** Directions **
(1) Copy, word for word, everything in the peanut-planting article from "The rainy El" down to "and Environmental Sciences.".
(2) According to the article on peanut planting and tomato spotted wilt virus, when do thrips populations usually peak?
(3) Continue the article on Georgia peanut planting and tomato spotted wilt virus from where it stops.

** Selected excerpt **
———
The rainy El Ni¤o weather may be a blessing in disguise for Georgia peanut farmers, said a University of Georgia expert.
"The rain that started in October has many farmers behind in preparing their soil," said John Beasley, an extension peanut agronomist with the UGA College of Agricultural and Environmental Sciences.
Beasley is encouraging farmers to get their fields prepared and then start monitoring soil conditions.
"Some farmers are chomping at the bit to get started planting," he said. "But the closer to the first of May they plant, the more they reduce their risk of a heavy infection of tomato spotted wilt virus."
TSWV caused 10 percent to 12 percent losses in Georgia's 1997 peanut crop, said Albert Culbreath, a UGA plant pathology researcher. The virus cost farmers more than $40 million.
Culbreath, Beasley, Steve Brown and other UGA scientists help farmers fight the virus and the insects that carry it.
Thrips carry TSWV into fields of peanuts, peppers, tomatoes and tobacco as the insects fly in to feast on succulent young plants.
Normal south Georgia winter temperatures don't get low enough to kill thrips, so this year's warmer than usual winter weather didn't have much negative effect.
"Early spring weather has more effect on thrips than winter weather," said Brown. "So far, it's been pretty warm and the insects are emerging when we expected and feeding on winter weeds and volunteer peanuts."
Brown said thrips populations usually peak in mid-April, and he expects them to peak about then this year, too.
If farmers plant peanuts early, the young plants can emerge just as the insect populations peak. Farmers could find their crop infected with the virus early in the season. It's this early season infection that results in more extensive damage.
———
** Given records **
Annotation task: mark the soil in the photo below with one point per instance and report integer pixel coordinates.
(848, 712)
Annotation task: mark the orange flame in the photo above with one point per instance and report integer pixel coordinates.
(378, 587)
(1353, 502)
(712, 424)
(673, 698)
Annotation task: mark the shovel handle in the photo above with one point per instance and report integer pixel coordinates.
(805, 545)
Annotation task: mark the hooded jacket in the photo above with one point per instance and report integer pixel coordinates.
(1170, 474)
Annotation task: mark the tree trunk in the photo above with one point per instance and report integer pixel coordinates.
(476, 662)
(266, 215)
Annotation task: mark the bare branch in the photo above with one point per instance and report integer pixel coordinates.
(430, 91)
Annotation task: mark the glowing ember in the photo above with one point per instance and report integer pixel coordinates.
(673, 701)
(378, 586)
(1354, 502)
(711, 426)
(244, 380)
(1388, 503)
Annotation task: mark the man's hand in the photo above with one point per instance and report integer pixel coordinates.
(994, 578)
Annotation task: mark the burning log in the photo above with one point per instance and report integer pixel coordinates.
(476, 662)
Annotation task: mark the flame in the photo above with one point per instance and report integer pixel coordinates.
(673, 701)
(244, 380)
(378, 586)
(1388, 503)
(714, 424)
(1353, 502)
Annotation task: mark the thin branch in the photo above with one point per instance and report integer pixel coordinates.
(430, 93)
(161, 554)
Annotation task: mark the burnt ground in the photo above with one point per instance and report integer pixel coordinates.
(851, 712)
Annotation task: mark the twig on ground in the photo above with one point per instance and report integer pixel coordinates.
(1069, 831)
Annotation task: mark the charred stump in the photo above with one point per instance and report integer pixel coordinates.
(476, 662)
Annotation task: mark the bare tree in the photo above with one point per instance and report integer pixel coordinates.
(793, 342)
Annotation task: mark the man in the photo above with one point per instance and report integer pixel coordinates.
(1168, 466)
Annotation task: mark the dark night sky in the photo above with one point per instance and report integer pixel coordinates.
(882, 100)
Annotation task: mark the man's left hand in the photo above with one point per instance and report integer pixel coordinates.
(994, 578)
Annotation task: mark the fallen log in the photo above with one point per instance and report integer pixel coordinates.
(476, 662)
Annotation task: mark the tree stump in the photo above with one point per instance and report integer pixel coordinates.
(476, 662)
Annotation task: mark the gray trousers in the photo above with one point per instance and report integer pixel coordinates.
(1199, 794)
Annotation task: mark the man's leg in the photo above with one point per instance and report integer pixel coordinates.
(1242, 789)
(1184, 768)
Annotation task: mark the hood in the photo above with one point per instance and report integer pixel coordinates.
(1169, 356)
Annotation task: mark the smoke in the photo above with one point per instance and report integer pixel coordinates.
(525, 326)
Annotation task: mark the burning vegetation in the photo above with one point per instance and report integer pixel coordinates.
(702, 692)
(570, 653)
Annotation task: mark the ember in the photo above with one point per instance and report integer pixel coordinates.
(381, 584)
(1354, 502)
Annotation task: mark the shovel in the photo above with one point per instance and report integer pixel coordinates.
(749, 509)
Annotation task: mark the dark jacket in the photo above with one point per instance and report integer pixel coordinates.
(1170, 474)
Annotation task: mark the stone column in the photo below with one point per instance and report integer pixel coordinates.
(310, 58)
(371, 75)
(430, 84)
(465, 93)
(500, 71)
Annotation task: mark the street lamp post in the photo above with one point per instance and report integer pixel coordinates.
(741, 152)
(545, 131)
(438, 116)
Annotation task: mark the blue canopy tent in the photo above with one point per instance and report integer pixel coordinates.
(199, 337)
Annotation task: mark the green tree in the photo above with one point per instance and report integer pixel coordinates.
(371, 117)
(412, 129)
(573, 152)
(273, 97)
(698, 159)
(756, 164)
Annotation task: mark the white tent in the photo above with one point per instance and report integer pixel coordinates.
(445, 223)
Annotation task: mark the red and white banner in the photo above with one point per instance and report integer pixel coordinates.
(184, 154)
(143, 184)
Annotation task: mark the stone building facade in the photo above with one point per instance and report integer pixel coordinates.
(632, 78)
———
** Responses by item number **
(1)
The rainy El Ni¤o weather may be a blessing in disguise for Georgia peanut farmers, said a University of Georgia expert.
"The rain that started in October has many farmers behind in preparing their soil," said John Beasley, an extension peanut agronomist with the UGA College of Agricultural and Environmental Sciences.

(2) In mid-April.

(3)
"That's why it's important to wait until the first of May to plant," Beasley said. "Even if farmers plant resistant varieties, the plants are only resistant - not immune - to the virus."
Beasley said Georgia farmers are learning how to reduce their risk of TSWV. "Our farmers are taking UGA research seriously," he said. "They're planting resistant peanut varieties, waiting until after mid-April to plant and getting a good stand in the field."
All those things can't prevent the virus from infecting plants. "But we have shown that these practices can reduce dollar losses to the disease," he said.
Georgia farmers are learning so well, Beasley said, it may make his own job harder.
"In Georgia, we expect to see about 80 percent of our acreage planted to Georgia Green, one of the most resistant varieties to TSWV," he said.
"That, combined with optimal planting dates and good stands, will make it harder to track the presence of the virus," he said. "The symptoms won't be as evident."